Exercise aim:
Copy out exactly the lines from the one containing "Keypoint guideline: for each instance of the fallen twig" to the last line of the records below, both included, and leave out any pictures.
* * * * * * *
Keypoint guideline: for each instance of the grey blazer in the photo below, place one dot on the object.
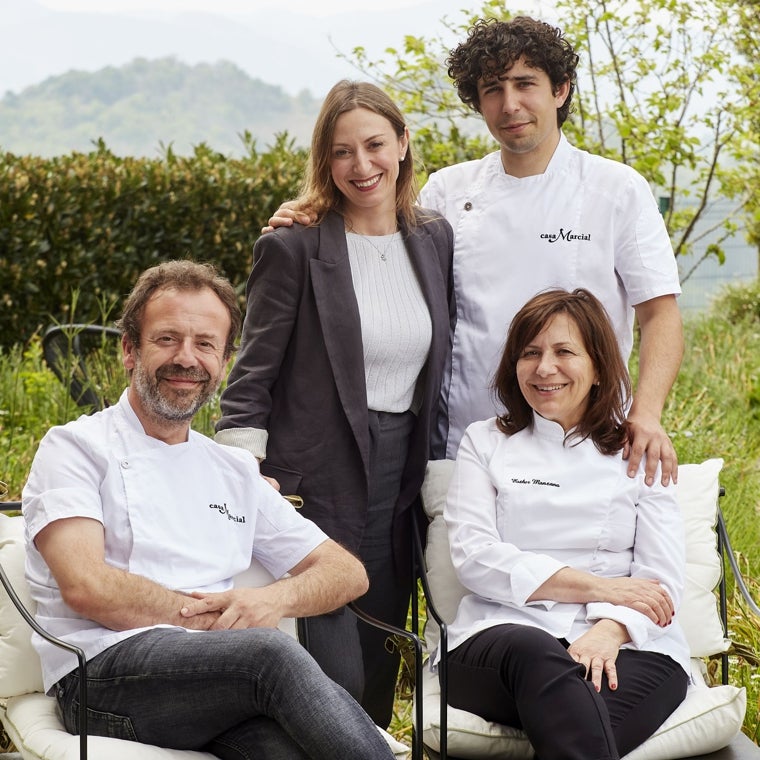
(299, 373)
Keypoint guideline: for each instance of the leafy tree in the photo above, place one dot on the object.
(747, 178)
(663, 85)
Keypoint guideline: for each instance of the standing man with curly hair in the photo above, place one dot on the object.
(539, 213)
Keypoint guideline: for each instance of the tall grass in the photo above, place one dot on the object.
(713, 411)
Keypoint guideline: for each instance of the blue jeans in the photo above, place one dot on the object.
(252, 694)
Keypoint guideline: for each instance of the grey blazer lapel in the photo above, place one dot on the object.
(341, 326)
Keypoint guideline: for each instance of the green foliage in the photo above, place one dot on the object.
(94, 221)
(666, 86)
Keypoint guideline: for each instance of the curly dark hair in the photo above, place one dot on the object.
(492, 47)
(604, 419)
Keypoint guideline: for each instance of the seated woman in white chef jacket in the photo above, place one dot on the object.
(575, 570)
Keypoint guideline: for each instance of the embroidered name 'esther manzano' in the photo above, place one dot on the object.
(535, 482)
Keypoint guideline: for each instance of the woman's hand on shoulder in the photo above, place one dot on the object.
(597, 651)
(288, 213)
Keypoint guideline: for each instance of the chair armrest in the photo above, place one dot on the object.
(728, 553)
(82, 667)
(443, 640)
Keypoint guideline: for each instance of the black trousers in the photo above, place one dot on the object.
(523, 677)
(351, 652)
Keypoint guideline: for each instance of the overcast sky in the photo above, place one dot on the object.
(293, 44)
(312, 7)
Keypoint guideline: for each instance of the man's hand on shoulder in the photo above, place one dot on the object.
(647, 436)
(288, 213)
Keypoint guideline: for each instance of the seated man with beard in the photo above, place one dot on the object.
(135, 527)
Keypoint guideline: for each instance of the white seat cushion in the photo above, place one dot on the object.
(708, 719)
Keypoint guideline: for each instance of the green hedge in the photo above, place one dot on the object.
(92, 222)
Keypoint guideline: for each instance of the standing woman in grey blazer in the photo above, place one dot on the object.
(338, 377)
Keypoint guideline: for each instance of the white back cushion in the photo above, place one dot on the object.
(19, 665)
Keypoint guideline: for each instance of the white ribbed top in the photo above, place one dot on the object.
(395, 320)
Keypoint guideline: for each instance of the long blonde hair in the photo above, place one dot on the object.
(319, 192)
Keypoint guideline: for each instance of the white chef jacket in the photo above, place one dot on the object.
(189, 516)
(522, 507)
(585, 222)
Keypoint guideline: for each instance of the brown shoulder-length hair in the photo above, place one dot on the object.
(318, 191)
(604, 419)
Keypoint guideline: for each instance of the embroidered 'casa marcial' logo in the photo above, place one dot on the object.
(222, 509)
(553, 237)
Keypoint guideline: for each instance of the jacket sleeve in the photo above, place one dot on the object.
(659, 553)
(272, 295)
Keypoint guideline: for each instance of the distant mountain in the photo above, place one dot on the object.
(138, 107)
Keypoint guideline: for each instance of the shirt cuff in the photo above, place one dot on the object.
(250, 439)
(640, 627)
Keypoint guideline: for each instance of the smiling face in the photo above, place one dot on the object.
(555, 372)
(365, 164)
(180, 362)
(520, 111)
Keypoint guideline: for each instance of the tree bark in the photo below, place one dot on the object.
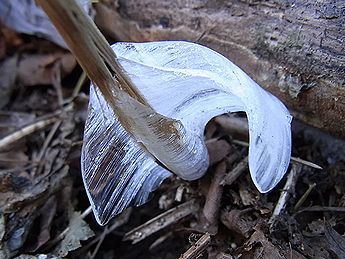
(294, 49)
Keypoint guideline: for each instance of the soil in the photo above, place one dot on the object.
(44, 210)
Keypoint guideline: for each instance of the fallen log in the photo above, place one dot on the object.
(295, 49)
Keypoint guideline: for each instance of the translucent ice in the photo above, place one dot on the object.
(186, 85)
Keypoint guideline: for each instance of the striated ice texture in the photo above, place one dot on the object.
(190, 84)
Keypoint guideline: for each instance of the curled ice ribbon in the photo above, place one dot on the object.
(128, 152)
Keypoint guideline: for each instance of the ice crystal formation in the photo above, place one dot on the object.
(186, 84)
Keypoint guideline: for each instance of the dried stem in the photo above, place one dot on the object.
(198, 247)
(161, 221)
(285, 194)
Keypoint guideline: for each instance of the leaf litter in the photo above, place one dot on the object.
(42, 191)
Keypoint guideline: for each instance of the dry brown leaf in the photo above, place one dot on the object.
(78, 231)
(258, 246)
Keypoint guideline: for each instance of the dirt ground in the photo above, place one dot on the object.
(45, 213)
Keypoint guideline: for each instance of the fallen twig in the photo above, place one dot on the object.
(214, 195)
(235, 172)
(285, 194)
(162, 221)
(304, 197)
(27, 130)
(198, 247)
(322, 209)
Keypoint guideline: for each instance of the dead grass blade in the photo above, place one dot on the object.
(162, 221)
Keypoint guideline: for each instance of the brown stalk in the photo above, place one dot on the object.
(90, 48)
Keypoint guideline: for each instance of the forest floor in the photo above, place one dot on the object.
(45, 213)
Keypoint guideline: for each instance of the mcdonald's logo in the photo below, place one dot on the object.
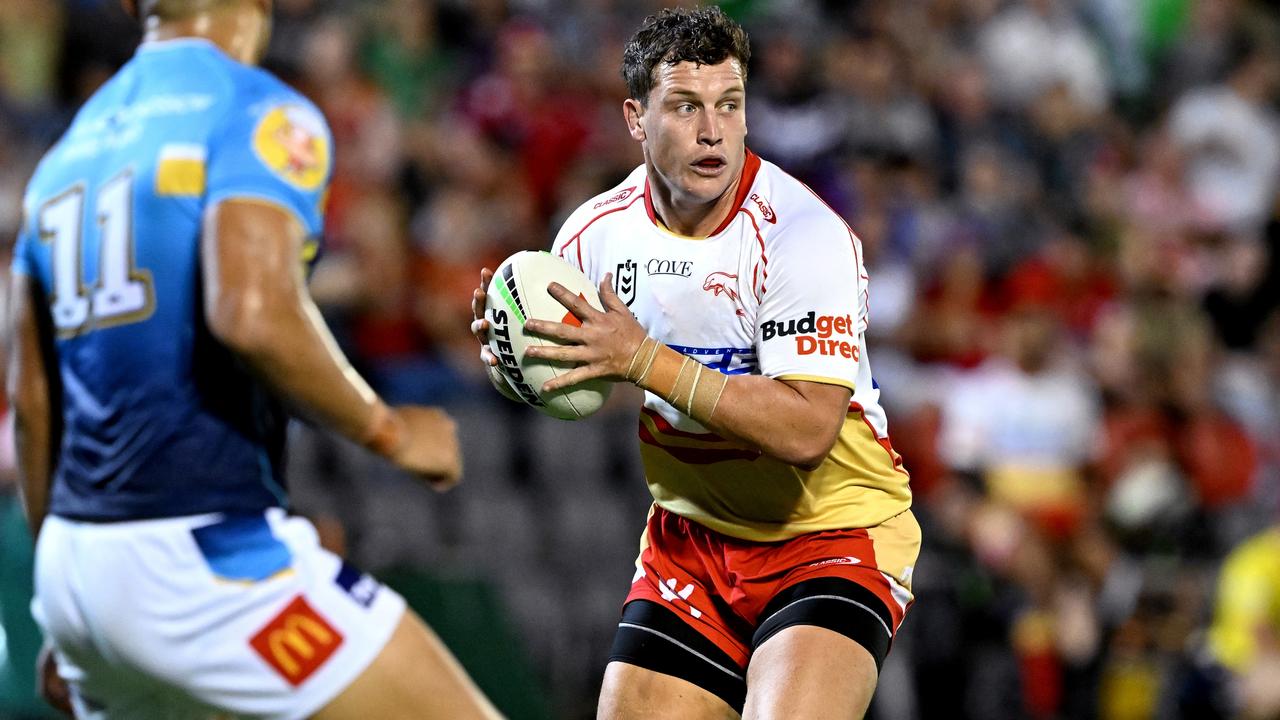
* * * * * * *
Response:
Keypoint guideline: for each instance of the fallen twig in the photo above, place one dot on the object.
(214, 195)
(235, 172)
(285, 194)
(162, 221)
(304, 197)
(27, 130)
(198, 247)
(322, 209)
Keypoint guideline: for each instance of the dead grass blade in the photo above, place one dot on the object.
(162, 221)
Keypoint guideline: for each instance of the brown stalk in the photo above, place one dot on the object.
(90, 48)
Keypoint guideline: for each instance of the forest floor in the photo above, place one dot on the object.
(45, 213)
Keypoint guideline: for each instance of the mcdonald's logo in the photo below, place one dot on the object.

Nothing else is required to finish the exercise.